----- Excerpted records

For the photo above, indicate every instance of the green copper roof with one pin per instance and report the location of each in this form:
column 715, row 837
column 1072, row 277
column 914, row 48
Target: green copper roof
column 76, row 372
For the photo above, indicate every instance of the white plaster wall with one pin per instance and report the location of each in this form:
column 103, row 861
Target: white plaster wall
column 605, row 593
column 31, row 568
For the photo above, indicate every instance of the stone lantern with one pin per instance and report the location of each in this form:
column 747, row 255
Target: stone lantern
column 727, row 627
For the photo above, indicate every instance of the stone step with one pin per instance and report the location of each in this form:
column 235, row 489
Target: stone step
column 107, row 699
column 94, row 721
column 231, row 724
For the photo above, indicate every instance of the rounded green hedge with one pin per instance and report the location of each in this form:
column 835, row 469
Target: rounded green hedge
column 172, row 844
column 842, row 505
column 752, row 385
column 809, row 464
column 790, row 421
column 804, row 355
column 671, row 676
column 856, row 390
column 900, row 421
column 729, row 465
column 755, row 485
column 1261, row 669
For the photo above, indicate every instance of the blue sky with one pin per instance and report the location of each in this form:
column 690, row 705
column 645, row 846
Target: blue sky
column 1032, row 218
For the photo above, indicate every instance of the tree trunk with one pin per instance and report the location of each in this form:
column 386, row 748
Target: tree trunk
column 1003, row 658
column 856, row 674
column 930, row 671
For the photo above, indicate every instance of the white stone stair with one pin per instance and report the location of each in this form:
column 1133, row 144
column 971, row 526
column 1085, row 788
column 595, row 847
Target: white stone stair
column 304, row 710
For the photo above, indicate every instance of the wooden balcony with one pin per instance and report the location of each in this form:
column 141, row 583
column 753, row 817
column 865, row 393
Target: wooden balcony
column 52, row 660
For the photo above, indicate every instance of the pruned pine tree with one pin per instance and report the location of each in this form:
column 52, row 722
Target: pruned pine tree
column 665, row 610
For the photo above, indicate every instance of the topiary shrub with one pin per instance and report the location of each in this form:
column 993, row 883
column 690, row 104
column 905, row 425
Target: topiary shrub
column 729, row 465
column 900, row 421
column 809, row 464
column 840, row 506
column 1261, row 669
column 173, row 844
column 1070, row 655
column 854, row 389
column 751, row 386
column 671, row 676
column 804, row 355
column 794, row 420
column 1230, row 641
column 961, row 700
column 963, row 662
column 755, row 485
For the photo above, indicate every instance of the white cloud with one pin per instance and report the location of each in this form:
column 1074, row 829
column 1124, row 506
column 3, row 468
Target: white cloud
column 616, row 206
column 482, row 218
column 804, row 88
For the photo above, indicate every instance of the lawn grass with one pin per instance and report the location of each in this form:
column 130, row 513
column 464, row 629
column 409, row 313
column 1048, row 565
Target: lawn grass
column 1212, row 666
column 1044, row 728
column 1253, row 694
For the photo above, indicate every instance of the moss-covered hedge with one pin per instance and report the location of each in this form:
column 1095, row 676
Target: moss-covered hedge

----------

## Task item
A complete, exact copy of the entries above is what is wanted.

## Solution
For the photo above, indicate every instance of the green copper roof with one pin per instance and report the location of each in this form:
column 715, row 837
column 1072, row 277
column 914, row 48
Target: green copper roof
column 76, row 372
For the photo above, indicate every instance of the white plaster wall with one pin per instance and report the location of each in this form:
column 103, row 861
Target: white plaster wall
column 605, row 593
column 31, row 568
For the photo above, indicate every instance of the stone lantern with one pin per instance and report the location of each in this form:
column 747, row 255
Target: stone lantern
column 727, row 627
For the photo above, indicate every instance of the stone step with one pin per instance and report the location of each in this form:
column 235, row 489
Target: stone step
column 107, row 699
column 94, row 721
column 231, row 724
For the photo above, indicate every instance of the rounded green hedge with one pin per instance and report the location of each in this form:
column 835, row 469
Target: rounded green hedge
column 172, row 844
column 842, row 505
column 752, row 385
column 809, row 464
column 790, row 421
column 804, row 355
column 671, row 676
column 856, row 390
column 900, row 421
column 729, row 465
column 755, row 485
column 1261, row 669
For the photo above, indicate every instance of the blue sky with one pin per instance and report the location of each in this form:
column 690, row 705
column 645, row 846
Target: blue sky
column 1032, row 218
For the photo above, indicate every instance of the tree trunk with one pin per instance and report the location of each in this form:
column 386, row 748
Target: tree trunk
column 1003, row 658
column 856, row 674
column 930, row 671
For the photo above, indicate every instance of the white stone stair with one pin per instance and report the location of each in this form:
column 1133, row 144
column 971, row 526
column 1085, row 788
column 595, row 847
Target: white stone stair
column 304, row 710
For the photo above, indicate every instance of the wooden balcony with one pin per instance and report the location of each in this form:
column 141, row 583
column 753, row 817
column 865, row 393
Target: wooden balcony
column 52, row 660
For the photo above, indicate every instance of the pruned pine tree with one pin per instance and report the location of each in this form:
column 52, row 722
Target: pruned pine tree
column 665, row 610
For the photo above, indicate every instance of the topiary shrub with one pin per instance and report the location of each in this form:
column 993, row 883
column 690, row 104
column 905, row 425
Target: topiary shrub
column 729, row 465
column 900, row 421
column 809, row 464
column 840, row 506
column 1261, row 669
column 173, row 844
column 1070, row 655
column 854, row 389
column 751, row 386
column 671, row 676
column 804, row 355
column 794, row 420
column 1230, row 641
column 961, row 700
column 963, row 662
column 755, row 485
For the photo above, indicate every instance of the white cloud with one pin per instance and report the location of each in this form:
column 1074, row 829
column 1124, row 506
column 3, row 468
Target: white cloud
column 616, row 206
column 482, row 218
column 804, row 88
For the photo above, indicate every instance of the lawn grass with one pin per instance and report the location of each in this form:
column 130, row 513
column 464, row 629
column 409, row 313
column 1048, row 565
Target: lawn grass
column 1212, row 666
column 1044, row 728
column 1253, row 694
For the photo above, indicate every instance of the moss-covered hedge with one pin per instance and report the location of each in this form:
column 1095, row 676
Target: moss-covered hedge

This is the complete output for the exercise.